■ **Requisitos del problema**
Transcribe íntegro y sin cambios el texto sobre las protestas de la generación Z que figura más abajo.

---------- Texto de lectura ----------

El descontento de la generación Z está resonando en todo el mundo, con jóvenes que ya no se conforman con promesas vacías. Desde Madrid hasta Katmandú, una ola de protestas ha emergido, demandando respuestas en tiempos de crisis globales que incluyen pandemias, conflictos y recesiones económicas.
Jóvenes nacidos entre 1997 y 2010 han tomado las calles en diversas ciudades como Yakarta, Lima y Casablanca, reclamando reformas que respondan a los desafíos de un sistema que, en su opinión, está desfasado. La inflación, la crisis del medio ambiente y la creciente influencia de la inteligencia artificial son algunas de las preocupaciones que impulsan estas movilizaciones.
Un reciente estudio de Deloitte destaca que, lejos del estereotipo de apatía política, la generación Z enfrenta serios retos como el alto costo de la vida, la salud mental y el desempleo. La investigadora Inés Arco Escriche, del Barcelona Centre for International Affairs, subraya que existe una frustración palpable hacia una clase política que no satisface las necesidades de los jóvenes.
Este descontento radica en factores como la corrupción y la desigualdad, junto con una disconformidad con un futuro que no se parece en nada a lo que les aseguraron. Muchos se han sentido traicionados por un sistema que debería representar sus intereses, pero que ha respondido con represión y violencia ante sus protestas.
Las manifestaciones recientes, organizadas principalmente a través de redes sociales como TikTok y Discord, se destacan por su falta de jerarquías. Esta horizontalidad permite una mayor inclusión, aunque también plantea el riesgo de vandalismo y de infiltraciones por elementos radicales.

---------- Extracto de datos ----------

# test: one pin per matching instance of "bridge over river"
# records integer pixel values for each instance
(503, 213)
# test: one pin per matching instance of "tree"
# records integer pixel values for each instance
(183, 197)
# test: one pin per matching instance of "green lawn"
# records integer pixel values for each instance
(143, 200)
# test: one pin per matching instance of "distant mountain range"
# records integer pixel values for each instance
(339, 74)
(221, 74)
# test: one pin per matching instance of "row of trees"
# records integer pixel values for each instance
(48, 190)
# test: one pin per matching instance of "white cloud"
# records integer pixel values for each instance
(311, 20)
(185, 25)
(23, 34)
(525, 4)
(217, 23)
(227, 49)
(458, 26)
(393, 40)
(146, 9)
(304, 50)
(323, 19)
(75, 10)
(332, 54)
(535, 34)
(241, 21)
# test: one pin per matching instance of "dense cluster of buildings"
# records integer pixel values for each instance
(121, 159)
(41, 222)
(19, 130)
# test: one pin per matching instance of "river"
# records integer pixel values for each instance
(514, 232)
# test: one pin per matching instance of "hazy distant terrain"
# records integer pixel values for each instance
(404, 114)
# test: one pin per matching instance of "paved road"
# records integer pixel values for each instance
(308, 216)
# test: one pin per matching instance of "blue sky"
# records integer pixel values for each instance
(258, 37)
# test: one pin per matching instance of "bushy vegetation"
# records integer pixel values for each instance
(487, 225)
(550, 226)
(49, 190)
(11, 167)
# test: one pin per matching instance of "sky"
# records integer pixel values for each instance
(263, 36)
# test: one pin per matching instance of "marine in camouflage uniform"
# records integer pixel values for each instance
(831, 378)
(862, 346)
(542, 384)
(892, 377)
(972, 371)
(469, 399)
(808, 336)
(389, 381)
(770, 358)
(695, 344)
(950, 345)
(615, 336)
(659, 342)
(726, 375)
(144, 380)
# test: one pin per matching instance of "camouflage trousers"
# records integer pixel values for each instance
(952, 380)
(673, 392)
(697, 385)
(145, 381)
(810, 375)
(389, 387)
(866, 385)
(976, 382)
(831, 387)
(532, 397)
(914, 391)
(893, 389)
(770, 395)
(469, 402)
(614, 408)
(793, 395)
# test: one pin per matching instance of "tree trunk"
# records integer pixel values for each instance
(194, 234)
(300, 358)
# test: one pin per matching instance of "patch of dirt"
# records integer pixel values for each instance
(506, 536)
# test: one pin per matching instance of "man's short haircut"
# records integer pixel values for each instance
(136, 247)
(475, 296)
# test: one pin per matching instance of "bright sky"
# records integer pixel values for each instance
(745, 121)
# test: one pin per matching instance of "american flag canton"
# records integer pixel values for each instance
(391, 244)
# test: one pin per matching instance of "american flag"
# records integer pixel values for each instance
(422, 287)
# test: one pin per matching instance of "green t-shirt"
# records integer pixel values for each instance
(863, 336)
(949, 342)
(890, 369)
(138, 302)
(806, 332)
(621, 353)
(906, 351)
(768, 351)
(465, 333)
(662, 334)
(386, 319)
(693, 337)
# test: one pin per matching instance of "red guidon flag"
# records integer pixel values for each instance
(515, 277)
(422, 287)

----------

■ **Recuadro de respuesta**
El descontento de la generación Z está resonando en todo el mundo, con jóvenes que ya no se conforman con promesas vacías. Desde Madrid hasta Katmandú, una ola de protestas ha emergido, demandando respuestas en tiempos de crisis globales que incluyen pandemias, conflictos y recesiones económicas.
Jóvenes nacidos entre 1997 y 2010 han tomado las calles en diversas ciudades como Yakarta, Lima y Casablanca, reclamando reformas que respondan a los desafíos de un sistema que, en su opinión, está desfasado. La inflación, la crisis del medio ambiente y la creciente influencia de la inteligencia artificial son algunas de las preocupaciones que impulsan estas movilizaciones.
Un reciente estudio de Deloitte destaca que, lejos del estereotipo de apatía política, la generación Z enfrenta serios retos como el alto costo de la vida, la salud mental y el desempleo. La investigadora Inés Arco Escriche, del Barcelona Centre for International Affairs, subraya que existe una frustración palpable hacia una clase política que no satisface las necesidades de los jóvenes.
Este descontento radica en factores como la corrupción y la desigualdad, junto con una disconformidad con un futuro que no se parece en nada a lo que les aseguraron. Muchos se han sentido traicionados por un sistema que debería representar sus intereses, pero que ha respondido con represión y violencia ante sus protestas.
Las manifestaciones recientes, organizadas principalmente a través de redes sociales como TikTok y Discord, se destacan por su falta de jerarquías. Esta horizontalidad permite una mayor inclusión, aunque también plantea el riesgo de vandalismo y de infiltraciones por elementos radicales.